## Work instructions
What you return should match every record exactly, with the images removed.
___ Recorded data
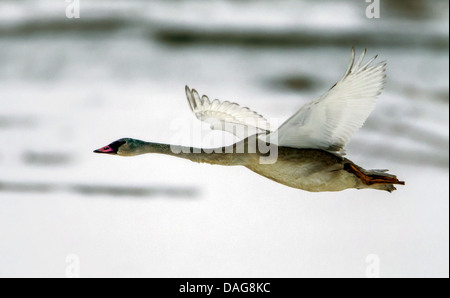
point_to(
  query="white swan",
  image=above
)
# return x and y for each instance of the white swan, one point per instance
(309, 145)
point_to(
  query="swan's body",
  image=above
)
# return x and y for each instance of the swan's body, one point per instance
(309, 145)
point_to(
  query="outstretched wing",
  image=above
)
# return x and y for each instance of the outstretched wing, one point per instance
(329, 122)
(227, 116)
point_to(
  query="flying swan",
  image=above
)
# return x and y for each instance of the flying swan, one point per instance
(305, 152)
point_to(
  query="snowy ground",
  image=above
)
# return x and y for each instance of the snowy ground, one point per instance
(64, 95)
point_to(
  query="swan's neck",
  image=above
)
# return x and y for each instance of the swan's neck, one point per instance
(212, 156)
______
## Solution to this problem
point_to(
  query="white swan",
  image=above
)
# return x and y for each instance of the white swan, one point per instance
(309, 145)
point_to(
  query="swan's body",
  image=above
)
# return x and y for each instance of the swan's body, one point per instance
(309, 145)
point_to(
  query="outstretched wing",
  image=above
)
# return x and y for each instance of the outstretched wing, one point per instance
(329, 122)
(227, 116)
point_to(
  query="flying swan",
  image=above
)
# return x and y for each instance of the flying swan, one point per instance
(305, 152)
point_to(
  query="snowy ground",
  image=above
)
# return x and y for each instance of the snowy ground, one point per instance
(64, 95)
point_to(
  query="swan's neck",
  image=above
)
# return x and y for each instance of the swan's neck, one point per instance
(212, 156)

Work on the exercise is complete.